*** Opening Provided data ***

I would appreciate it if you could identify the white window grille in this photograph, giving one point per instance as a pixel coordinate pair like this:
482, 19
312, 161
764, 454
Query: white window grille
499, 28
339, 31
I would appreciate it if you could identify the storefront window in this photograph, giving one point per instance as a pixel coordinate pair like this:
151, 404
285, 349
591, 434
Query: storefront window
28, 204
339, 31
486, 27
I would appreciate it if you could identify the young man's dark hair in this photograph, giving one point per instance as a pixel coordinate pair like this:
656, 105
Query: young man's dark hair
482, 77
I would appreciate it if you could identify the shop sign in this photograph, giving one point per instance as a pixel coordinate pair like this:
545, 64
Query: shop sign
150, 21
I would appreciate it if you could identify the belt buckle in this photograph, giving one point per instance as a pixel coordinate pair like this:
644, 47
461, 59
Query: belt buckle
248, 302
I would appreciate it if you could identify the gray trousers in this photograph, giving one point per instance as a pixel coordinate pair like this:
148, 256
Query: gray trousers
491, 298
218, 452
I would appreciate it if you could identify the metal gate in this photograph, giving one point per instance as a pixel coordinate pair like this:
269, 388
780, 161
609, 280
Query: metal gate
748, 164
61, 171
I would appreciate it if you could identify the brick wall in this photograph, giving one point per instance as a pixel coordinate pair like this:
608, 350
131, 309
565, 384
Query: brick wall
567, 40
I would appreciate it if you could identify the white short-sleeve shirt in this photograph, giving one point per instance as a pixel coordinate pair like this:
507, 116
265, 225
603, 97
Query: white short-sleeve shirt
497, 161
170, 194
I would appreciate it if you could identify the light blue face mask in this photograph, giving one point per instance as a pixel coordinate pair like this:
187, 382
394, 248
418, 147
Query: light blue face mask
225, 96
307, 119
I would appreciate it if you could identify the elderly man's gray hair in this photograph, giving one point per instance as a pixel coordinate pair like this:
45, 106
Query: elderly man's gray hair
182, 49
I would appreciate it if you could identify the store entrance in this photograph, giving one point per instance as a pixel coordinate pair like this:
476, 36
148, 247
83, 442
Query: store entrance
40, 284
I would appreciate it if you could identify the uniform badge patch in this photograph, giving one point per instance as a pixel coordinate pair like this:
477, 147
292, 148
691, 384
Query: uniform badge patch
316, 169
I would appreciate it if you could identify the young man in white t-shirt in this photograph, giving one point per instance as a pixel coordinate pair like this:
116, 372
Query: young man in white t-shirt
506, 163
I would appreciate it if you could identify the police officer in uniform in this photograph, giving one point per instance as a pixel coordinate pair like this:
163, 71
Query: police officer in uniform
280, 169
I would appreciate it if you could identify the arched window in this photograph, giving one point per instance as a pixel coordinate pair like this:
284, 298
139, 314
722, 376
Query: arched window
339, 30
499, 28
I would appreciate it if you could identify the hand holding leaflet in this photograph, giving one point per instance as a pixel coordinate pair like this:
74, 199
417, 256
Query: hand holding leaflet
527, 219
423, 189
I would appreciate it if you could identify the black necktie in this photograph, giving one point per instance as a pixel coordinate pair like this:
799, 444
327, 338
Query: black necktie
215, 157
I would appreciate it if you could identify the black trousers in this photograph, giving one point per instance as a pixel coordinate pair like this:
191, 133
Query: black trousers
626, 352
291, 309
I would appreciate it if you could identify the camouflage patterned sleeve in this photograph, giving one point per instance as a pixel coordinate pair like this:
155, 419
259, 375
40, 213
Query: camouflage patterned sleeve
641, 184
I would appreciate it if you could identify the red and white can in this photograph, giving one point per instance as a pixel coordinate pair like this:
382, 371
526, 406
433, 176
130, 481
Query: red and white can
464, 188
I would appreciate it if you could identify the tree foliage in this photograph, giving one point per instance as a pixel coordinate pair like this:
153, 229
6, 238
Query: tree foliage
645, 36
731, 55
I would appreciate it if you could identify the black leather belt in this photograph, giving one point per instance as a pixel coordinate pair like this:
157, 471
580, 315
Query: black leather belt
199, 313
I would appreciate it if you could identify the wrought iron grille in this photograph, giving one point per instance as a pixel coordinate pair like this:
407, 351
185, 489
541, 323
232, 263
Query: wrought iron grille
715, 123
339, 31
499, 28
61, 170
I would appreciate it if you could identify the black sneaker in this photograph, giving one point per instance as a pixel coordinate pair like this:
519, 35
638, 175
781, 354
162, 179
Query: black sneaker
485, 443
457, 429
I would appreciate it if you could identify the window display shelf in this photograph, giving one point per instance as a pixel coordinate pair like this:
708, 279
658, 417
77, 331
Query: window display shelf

*** Closing Provided data ***

» **Task brief**
In the entries above, find each line with the word "shelf" and copy it.

» **Output of the exercise**
I would appreciate it if you could identify the window display shelf in this photograph, giving one point per instance as a pixel coordinate pair like this:
Query: window display shelf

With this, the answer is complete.